STUDY TEXT →
◇ ◇ ◇ ◇

Last week’s Toronto Star article on prenatal depression (depression during pregnancy) highlighted a real issue that we are seeing more and more of in pregnancy. Fortunately, this story has a happy ending but it very easily could have ended another way. As Dr. Bill Mundle comments in the article, pregnancy can be a time when women have a first episode of depression. Pregnancy, under the best of circumstances, is associated with increased anxiety and anything out of the norm can further add to this anxiety, contributing to the development of depression. The incidence quoted in the article from the Public Health Agency of Canada, 1 in 10 women, is likely an underestimation for a condition that is often not recognized or not reported.

As doctors, we are certainly seeing more and more women coming in to their pregnancy on some sort of antidepressant. Having any kind of a history of depression not only increases the chance of postpartum depression but also prenatal depression. Many women stop or try to cut back their antidepressants because they have concerns about the potential for effects on the fetus. However, I always warn my patients that the use of any medication in pregnancy is a balance of risks and benefits. If it is something that they really need, then they should certainly continue to take that medication, albeit at the lowest dose that works. Coming off a medication and having a complication is of no benefit for the woman, the pregnancy or the baby. In fact, women with a history of depression or antidepressant use often find that they need to start, restart or increase their dose of medication for symptom control as the pregnancy progresses. I always recommend to women and their partners to keep an eye on symptoms that could suggest a worsening of depression and to seek medical help immediately.

◇ ◇ ◇ ◇

DATA EXTRACTS →

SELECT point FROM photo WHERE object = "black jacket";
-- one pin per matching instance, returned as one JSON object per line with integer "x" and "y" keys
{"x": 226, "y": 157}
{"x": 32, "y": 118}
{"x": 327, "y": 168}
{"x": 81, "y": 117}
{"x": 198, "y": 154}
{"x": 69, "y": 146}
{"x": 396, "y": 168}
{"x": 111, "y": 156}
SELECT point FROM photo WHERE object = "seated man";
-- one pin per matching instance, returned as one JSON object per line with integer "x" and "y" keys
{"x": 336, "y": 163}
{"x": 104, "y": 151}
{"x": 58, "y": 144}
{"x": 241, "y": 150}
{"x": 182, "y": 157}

◇ ◇ ◇ ◇

WORK ORDER A → According to the article on prenatal depression, what incidence does the Public Health Agency of Canada report?
WORK ORDER B → Extend the article on prenatal depression past its final sentence.
You won't need the entries for any of this.

OUTPUT A → 1 in 10 women

OUTPUT B →
If you are on antidepressant medication prior to pregnancy, or in pregnancy and are considering stopping it, talk to your doctor first or go for counseling prior to getting pregnant; if you have a medical condition requiring treatment you should go in to any pregnancy as stable as possible. Also, if you or anyone in your circle of family and friends is concerned about what you are doing or saying, contact your health care provider to get help. Mental illness, especially during pregnancy, affects more than just the pregnant individual.